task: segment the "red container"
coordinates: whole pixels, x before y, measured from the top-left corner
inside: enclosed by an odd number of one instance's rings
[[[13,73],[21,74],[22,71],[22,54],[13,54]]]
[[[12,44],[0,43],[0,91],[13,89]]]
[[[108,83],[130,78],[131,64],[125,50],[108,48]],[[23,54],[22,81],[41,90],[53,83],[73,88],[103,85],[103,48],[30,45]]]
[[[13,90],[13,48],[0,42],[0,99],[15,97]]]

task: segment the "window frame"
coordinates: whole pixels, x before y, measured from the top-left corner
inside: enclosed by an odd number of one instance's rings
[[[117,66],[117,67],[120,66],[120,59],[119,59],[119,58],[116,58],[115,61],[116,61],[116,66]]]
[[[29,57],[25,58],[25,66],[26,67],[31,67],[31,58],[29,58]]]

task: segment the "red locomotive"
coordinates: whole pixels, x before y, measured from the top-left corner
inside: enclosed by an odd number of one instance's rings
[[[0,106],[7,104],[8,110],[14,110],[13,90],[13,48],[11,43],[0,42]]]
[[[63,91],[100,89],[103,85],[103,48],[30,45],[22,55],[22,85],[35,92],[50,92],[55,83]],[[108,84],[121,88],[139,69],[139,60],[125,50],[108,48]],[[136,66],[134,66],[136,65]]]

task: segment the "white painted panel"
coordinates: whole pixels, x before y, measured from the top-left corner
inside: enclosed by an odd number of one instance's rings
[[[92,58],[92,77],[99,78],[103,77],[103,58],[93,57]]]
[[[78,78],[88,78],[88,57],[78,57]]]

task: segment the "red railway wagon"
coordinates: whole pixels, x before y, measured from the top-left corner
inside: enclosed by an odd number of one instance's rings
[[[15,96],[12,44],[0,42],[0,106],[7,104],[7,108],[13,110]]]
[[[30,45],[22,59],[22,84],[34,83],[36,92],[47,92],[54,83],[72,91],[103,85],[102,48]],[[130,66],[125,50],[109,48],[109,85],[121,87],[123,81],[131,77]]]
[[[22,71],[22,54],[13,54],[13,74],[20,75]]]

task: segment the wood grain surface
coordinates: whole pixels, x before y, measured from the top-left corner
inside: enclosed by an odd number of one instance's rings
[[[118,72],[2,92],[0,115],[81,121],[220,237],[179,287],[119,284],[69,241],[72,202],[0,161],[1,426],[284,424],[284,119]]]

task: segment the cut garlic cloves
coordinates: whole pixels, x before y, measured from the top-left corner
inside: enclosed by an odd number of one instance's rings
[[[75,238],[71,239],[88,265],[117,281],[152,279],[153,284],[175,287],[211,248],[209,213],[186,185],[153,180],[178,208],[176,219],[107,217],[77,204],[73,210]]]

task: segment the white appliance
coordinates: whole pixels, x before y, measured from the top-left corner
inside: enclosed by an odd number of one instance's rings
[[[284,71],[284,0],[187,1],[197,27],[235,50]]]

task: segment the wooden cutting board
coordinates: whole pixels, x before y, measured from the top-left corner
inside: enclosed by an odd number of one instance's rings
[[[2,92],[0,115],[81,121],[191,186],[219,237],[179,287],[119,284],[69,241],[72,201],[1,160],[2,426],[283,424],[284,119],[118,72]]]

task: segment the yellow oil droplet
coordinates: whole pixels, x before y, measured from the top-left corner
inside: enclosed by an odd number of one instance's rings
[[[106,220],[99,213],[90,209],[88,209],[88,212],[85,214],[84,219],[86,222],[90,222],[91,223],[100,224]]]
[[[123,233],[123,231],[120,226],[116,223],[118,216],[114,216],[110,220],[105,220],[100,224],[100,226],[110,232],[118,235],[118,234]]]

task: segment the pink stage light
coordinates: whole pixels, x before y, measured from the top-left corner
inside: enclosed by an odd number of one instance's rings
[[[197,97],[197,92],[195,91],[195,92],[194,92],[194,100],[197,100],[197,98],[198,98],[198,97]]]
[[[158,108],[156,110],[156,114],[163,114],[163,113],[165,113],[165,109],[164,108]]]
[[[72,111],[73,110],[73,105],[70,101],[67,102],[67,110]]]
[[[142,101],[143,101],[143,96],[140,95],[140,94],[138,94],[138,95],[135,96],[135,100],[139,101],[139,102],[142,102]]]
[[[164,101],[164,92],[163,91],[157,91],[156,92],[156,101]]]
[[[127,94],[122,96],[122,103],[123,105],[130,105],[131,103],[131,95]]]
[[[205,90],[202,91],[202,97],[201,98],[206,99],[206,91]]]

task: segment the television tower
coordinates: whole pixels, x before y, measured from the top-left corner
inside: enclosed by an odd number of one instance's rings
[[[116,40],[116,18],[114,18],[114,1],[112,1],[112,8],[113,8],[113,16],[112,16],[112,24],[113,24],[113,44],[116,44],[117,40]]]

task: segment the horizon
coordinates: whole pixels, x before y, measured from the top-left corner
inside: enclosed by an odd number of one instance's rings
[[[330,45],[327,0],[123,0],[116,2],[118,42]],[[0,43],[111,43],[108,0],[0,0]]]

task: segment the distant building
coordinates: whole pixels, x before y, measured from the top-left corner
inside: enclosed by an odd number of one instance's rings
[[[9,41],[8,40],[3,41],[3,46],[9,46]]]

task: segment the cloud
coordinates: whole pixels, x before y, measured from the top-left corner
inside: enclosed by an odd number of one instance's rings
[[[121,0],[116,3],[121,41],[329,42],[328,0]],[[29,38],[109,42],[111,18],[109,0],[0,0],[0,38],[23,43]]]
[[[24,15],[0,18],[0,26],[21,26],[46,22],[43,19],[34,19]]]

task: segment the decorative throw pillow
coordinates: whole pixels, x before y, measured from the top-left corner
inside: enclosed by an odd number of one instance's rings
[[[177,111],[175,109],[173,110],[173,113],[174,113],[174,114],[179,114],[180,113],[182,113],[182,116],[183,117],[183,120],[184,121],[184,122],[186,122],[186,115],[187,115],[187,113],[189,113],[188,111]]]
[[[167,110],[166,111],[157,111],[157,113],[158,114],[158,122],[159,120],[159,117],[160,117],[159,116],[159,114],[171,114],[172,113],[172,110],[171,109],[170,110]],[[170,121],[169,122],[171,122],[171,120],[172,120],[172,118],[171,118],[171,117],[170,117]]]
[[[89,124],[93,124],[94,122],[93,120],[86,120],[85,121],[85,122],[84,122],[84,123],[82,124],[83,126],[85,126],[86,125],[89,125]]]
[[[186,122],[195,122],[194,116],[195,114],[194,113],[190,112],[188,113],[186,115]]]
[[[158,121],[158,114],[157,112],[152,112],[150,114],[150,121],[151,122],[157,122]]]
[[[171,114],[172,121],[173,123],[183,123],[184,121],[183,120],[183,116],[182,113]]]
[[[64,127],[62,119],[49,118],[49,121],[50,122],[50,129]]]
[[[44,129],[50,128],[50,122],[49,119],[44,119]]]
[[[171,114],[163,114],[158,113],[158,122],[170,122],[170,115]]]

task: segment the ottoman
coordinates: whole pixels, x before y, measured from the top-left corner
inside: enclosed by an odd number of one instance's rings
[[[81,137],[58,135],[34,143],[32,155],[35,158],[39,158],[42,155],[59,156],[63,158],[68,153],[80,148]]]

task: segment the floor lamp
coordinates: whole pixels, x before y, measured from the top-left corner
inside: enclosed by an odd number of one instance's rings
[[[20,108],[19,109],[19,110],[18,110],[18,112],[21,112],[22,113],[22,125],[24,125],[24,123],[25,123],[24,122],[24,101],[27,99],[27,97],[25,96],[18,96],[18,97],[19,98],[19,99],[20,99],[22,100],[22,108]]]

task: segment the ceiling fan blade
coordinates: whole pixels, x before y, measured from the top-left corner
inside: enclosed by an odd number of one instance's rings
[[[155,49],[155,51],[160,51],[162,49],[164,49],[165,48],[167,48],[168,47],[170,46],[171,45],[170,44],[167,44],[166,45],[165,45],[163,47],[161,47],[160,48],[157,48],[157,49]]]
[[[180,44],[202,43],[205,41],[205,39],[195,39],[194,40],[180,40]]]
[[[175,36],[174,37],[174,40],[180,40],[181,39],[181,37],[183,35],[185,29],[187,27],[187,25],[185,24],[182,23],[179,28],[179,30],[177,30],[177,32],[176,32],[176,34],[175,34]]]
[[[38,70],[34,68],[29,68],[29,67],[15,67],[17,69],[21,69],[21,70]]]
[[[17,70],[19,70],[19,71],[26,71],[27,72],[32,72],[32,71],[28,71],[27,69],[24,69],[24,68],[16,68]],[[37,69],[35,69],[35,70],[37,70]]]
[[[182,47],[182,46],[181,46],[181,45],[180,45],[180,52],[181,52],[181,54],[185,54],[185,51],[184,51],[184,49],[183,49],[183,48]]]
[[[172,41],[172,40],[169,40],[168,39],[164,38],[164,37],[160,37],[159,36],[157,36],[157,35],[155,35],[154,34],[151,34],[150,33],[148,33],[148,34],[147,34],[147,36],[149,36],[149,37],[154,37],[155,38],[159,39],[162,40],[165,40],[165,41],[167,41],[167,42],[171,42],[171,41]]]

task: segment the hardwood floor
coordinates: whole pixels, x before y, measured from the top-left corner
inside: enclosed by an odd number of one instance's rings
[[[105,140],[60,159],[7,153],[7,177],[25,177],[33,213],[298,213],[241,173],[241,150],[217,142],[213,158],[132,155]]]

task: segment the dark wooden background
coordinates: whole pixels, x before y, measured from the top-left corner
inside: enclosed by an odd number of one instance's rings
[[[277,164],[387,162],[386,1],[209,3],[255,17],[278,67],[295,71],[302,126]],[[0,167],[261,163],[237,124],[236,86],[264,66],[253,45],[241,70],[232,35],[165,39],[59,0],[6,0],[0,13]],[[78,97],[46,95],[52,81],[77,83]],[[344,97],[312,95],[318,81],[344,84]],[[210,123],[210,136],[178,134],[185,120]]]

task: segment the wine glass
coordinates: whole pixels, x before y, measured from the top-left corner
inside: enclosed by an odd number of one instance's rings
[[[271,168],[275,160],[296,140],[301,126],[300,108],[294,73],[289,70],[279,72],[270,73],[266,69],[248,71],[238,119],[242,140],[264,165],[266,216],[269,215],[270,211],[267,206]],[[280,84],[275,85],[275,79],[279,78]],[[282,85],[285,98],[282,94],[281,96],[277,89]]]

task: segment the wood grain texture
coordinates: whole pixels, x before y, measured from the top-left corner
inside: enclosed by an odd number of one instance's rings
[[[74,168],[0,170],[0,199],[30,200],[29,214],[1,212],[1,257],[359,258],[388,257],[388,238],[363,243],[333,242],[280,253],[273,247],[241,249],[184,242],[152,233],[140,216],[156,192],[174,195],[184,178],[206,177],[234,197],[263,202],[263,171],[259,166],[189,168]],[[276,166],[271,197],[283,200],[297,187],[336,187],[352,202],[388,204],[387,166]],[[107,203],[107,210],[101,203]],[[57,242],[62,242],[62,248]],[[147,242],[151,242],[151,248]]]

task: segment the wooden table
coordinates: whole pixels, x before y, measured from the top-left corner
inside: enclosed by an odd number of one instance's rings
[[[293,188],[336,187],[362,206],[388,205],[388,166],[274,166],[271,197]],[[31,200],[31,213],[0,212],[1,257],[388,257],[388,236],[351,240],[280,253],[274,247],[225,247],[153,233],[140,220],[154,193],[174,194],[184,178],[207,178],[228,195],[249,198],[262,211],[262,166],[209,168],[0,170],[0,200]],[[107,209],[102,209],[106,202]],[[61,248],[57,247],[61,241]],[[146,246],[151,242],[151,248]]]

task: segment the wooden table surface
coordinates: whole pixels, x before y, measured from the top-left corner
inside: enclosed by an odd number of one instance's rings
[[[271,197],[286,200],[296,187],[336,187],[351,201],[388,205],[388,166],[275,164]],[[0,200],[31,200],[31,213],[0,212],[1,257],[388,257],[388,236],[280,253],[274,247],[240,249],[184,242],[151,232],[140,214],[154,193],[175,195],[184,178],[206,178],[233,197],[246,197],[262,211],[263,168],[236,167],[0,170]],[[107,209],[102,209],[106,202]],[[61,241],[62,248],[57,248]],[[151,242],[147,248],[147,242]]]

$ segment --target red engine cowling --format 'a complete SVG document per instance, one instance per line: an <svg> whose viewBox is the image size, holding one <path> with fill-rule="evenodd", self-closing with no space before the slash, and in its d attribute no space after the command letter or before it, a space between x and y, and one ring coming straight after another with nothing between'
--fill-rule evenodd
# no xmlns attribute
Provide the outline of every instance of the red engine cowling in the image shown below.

(WORK TO BE COMPLETED)
Please rewrite everything from the start of the records down to the line containing "[[[12,44],[0,43],[0,91],[13,89]]]", replacing "top-left corner" with "upper-left corner" and keeping the rest unchanged.

(SOLUTION TO THIS TASK)
task: segment the "red container"
coordinates: whole pixels, x before y, measured from the upper-left corner
inside: enclosed by an odd number of one instance's rings
[[[13,73],[21,74],[22,71],[22,54],[13,54]]]
[[[12,44],[0,43],[0,91],[13,89]]]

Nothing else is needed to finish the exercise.